* **Goal**: Format the records below as a JSON list of strings, with each line as one string and no blank lines.

[Data for this task start]

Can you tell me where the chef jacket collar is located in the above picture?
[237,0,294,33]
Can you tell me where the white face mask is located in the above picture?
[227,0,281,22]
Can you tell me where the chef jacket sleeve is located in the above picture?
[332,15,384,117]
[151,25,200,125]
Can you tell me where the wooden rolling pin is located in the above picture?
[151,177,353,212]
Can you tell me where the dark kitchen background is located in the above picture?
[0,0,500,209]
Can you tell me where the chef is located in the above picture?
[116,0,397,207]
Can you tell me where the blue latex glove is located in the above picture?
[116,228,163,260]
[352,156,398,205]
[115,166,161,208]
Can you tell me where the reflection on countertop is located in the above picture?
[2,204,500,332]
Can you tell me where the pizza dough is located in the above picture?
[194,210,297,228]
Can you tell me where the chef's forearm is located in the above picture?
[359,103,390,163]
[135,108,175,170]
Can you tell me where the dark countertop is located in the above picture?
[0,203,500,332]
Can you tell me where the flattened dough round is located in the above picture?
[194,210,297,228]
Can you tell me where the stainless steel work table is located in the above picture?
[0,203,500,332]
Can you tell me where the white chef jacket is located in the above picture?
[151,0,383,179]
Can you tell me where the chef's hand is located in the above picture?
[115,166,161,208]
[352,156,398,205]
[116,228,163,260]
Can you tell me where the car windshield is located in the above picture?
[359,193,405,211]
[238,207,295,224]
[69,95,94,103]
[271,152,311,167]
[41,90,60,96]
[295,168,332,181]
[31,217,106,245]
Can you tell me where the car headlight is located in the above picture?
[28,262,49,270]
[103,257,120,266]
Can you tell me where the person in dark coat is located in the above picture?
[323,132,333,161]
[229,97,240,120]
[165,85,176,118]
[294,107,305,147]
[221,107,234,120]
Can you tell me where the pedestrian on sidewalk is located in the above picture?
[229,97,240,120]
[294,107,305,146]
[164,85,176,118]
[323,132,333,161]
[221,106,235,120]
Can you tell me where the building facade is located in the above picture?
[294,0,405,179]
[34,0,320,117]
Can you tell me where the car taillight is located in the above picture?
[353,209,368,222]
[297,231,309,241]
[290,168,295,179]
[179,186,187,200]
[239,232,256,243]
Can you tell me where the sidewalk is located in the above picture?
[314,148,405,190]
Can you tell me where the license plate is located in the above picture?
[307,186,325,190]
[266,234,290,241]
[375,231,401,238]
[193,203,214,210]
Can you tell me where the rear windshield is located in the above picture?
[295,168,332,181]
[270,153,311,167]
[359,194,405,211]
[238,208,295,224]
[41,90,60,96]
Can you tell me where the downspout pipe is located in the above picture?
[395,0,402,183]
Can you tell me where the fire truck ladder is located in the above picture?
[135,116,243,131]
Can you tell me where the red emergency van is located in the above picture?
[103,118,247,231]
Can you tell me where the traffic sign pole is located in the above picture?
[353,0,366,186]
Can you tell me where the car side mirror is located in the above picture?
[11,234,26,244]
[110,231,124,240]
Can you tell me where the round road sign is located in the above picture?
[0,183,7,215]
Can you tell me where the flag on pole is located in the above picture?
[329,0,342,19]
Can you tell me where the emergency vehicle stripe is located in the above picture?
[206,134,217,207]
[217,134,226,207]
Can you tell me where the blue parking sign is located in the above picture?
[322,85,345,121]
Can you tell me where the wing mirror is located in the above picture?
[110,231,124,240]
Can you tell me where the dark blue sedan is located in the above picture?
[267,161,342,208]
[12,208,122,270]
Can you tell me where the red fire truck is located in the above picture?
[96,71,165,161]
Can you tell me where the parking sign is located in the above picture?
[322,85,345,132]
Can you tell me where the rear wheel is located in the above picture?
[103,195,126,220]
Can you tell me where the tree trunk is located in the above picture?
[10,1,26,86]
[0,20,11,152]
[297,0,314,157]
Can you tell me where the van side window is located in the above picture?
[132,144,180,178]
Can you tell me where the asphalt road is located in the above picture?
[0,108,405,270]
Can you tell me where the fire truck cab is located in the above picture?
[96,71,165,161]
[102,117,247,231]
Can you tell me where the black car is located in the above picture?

[Data for this task end]

* **Reply**:
[
  "Can you tell me where the chef jacket collar is located in the above picture?",
  "[237,0,294,33]",
  "Can you tell me where the white face mask is located in the above picture?",
  "[227,0,281,22]",
  "Can you tell me where the chef jacket sleeve is located in the above picture?",
  "[332,15,384,117]",
  "[151,25,200,125]",
  "Can you tell me where the wooden rolling pin is located in the above picture?",
  "[151,177,353,212]",
  "Can you tell me where the dark kitchen background is located in the above picture?",
  "[0,0,500,209]",
  "Can you tell me where the chef is located in the above picture?",
  "[116,0,397,207]",
  "Can you tell me where the blue latex glove is located in the above picture?",
  "[116,228,163,260]",
  "[352,156,398,205]",
  "[115,166,161,208]",
  "Can you tell me where the reflection on countertop is located in the above picture?",
  "[2,204,500,332]",
  "Can you tell me where the pizza dough is located in the above picture?",
  "[194,210,297,228]",
  "Can you tell me where the chef's forearm is located in the above picture?",
  "[359,103,390,163]",
  "[135,108,175,170]",
  "Can you tell me where the dark countertop is located in the above picture?",
  "[0,203,500,332]",
  "Can you tell me where the flattened dough round is located in the above picture?",
  "[194,210,297,228]",
  "Can you tell me where the stainless steel work table is located in the above picture?",
  "[0,203,500,332]",
  "Can you tell me where the white chef jacket is located in the above picture?",
  "[151,0,383,179]",
  "Can you tell me where the chef's hand is located in the above picture?",
  "[115,166,161,208]",
  "[352,156,398,205]",
  "[116,228,163,260]",
  "Can you tell me where the car windshield is located in the above picture?",
  "[359,193,405,211]",
  "[238,207,295,224]",
  "[69,95,94,103]",
  "[271,152,311,167]",
  "[41,90,60,96]",
  "[295,168,332,181]",
  "[31,217,106,245]",
  "Can you tell me where the car headlight is located in the above picture?",
  "[28,262,49,270]",
  "[103,257,120,266]",
  "Can you tell me where the person in dark coat is located in the above picture?",
  "[323,132,333,161]",
  "[229,97,240,120]",
  "[165,85,176,118]",
  "[294,107,305,147]",
  "[221,107,234,120]",
  "Can you tell me where the pedestrian on sidewalk is located in the above picture?",
  "[229,97,240,120]",
  "[294,107,305,146]",
  "[164,85,176,118]",
  "[323,132,333,161]",
  "[221,106,235,120]",
  "Can you tell me where the building facade is located in the above picture?",
  "[294,0,405,179]",
  "[34,0,320,117]",
  "Can you tell me where the car taillight is located in the above picture?",
  "[353,209,368,222]",
  "[297,231,309,241]",
  "[290,168,295,179]",
  "[179,186,187,200]",
  "[239,232,256,243]",
  "Can you tell me where the sidewalk is located in the above picture?",
  "[314,148,405,190]",
  "Can you tell me where the license plate is located in the above picture?",
  "[307,186,325,190]",
  "[266,234,290,241]",
  "[375,231,401,238]",
  "[193,203,214,210]",
  "Can you tell me where the rear windshield is located in the above picture?",
  "[295,168,332,181]",
  "[270,153,311,167]",
  "[359,194,405,211]",
  "[238,208,295,224]",
  "[41,90,60,96]",
  "Can you tell me where the downspout pipe is located in the above picture?",
  "[395,0,402,183]",
  "Can you tell me where the fire truck ladder is located in the above picture?",
  "[135,116,243,131]",
  "Can you tell me where the red emergency van is located in the above picture?",
  "[103,118,247,231]",
  "Can you tell me where the traffic sign pole is located in the above picture?",
  "[353,0,366,186]",
  "Can you tell me where the car side mirror is located in the above picture?",
  "[11,234,26,244]",
  "[110,231,124,240]",
  "Can you tell me where the round road sign is located in the above picture?",
  "[0,183,7,215]",
  "Can you tell me where the flag on pole is located in the above picture?",
  "[329,0,342,19]",
  "Can you tell me where the emergency vehicle stripe is located in the above picture?",
  "[206,134,217,207]",
  "[217,134,226,207]",
  "Can you tell me where the blue parking sign is located in the above picture?",
  "[322,85,345,121]",
  "Can you tell me where the wing mirror is located in the above picture?",
  "[110,231,124,240]",
  "Can you tell me where the dark blue sedan is located in the above picture?",
  "[267,161,342,208]",
  "[12,208,122,270]",
  "Can you tell me where the red fire truck is located in the above picture?",
  "[96,71,165,161]",
  "Can you tell me where the parking sign is located in the above picture?",
  "[322,85,345,132]",
  "Can you tell me where the rear wheel is located in the above picture?",
  "[103,195,126,220]",
  "Can you tell me where the tree trunk is located in the above picture?",
  "[10,1,26,86]",
  "[0,20,11,152]",
  "[297,0,314,157]",
  "Can you tell me where the van side window is located in the above picture?",
  "[132,144,180,178]",
  "Can you tell me where the asphalt road is located in the above picture?",
  "[0,108,405,270]",
  "Can you tell me where the fire truck cab is located in the above picture?",
  "[96,71,165,161]",
  "[102,117,247,231]",
  "Can you tell me where the black car is located in the above picture?"
]